*** Opening Provided entries ***
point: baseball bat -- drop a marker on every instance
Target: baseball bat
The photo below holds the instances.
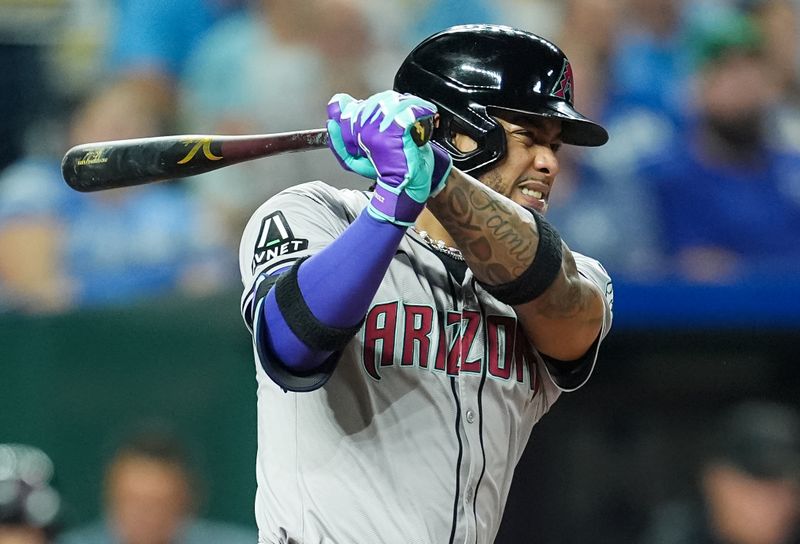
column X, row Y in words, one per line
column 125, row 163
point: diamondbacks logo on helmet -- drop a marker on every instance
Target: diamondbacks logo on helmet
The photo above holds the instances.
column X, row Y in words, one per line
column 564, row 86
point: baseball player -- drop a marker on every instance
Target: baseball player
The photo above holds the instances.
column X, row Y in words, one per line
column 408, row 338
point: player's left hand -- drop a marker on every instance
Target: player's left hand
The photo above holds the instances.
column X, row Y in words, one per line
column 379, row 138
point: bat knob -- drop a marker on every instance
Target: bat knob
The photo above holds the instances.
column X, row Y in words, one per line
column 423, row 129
*** Closing Provided entries ***
*** Opening Provided entries ***
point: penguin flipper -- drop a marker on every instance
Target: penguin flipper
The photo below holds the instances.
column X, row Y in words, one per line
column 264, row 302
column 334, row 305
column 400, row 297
*** Closing Provided entries ***
*** Opening Provided entries ***
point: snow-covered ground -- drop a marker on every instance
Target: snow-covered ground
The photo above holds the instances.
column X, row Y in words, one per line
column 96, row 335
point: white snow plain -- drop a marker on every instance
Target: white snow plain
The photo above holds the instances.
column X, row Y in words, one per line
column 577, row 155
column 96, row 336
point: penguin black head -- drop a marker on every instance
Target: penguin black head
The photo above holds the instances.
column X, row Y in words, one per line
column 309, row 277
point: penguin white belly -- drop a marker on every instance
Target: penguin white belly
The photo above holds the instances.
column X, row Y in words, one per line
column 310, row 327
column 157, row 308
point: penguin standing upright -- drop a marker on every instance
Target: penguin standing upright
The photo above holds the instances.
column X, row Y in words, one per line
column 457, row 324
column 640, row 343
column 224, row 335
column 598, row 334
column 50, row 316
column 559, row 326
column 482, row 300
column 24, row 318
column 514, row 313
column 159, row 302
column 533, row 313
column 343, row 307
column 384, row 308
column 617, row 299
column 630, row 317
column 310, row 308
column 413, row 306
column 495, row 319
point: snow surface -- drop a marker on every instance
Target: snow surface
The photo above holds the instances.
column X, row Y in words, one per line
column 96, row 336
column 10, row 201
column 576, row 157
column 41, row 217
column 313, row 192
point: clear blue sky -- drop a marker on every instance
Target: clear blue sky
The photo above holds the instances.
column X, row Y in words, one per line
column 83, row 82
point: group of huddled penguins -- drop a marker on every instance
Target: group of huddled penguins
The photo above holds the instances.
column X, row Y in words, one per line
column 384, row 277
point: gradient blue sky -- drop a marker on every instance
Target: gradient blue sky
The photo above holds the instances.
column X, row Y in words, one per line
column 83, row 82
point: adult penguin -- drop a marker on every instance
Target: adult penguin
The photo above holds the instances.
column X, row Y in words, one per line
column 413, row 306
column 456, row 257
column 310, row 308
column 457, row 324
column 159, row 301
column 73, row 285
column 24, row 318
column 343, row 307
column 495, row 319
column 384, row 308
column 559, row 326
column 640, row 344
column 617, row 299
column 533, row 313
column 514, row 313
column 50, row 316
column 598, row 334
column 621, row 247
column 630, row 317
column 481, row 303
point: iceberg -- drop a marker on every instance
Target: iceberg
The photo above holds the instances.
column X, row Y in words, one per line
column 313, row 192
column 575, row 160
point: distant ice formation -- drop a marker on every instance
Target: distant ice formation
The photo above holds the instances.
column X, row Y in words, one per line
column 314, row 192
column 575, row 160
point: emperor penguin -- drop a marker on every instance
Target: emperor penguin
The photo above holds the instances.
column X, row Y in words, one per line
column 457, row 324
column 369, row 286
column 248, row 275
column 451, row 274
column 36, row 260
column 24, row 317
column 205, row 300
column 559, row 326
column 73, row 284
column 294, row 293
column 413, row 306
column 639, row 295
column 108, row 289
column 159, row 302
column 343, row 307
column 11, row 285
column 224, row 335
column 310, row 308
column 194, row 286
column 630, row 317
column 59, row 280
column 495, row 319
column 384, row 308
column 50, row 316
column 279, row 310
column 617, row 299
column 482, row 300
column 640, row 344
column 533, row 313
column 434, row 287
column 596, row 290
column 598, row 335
*** Closing Provided entries ***
Task item:
Within the entries above, the lines from the one containing "point: baseball bat" through the one containing "Target: baseball player" are to be transcribed exactly, ends included, pictures excluded.

Answer to the problem:
point: baseball bat -- drop a marker on every instance
Target: baseball bat
The photo below holds the instances.
column X, row Y in words, one per line
column 125, row 163
point: diamondbacks logo on helmet -- drop a marker on every instance
Target: diamondbacks logo on helmet
The photo above holds the instances.
column X, row Y in words, one per line
column 564, row 86
point: baseball player -- drop a marker on every instance
Target: baseball player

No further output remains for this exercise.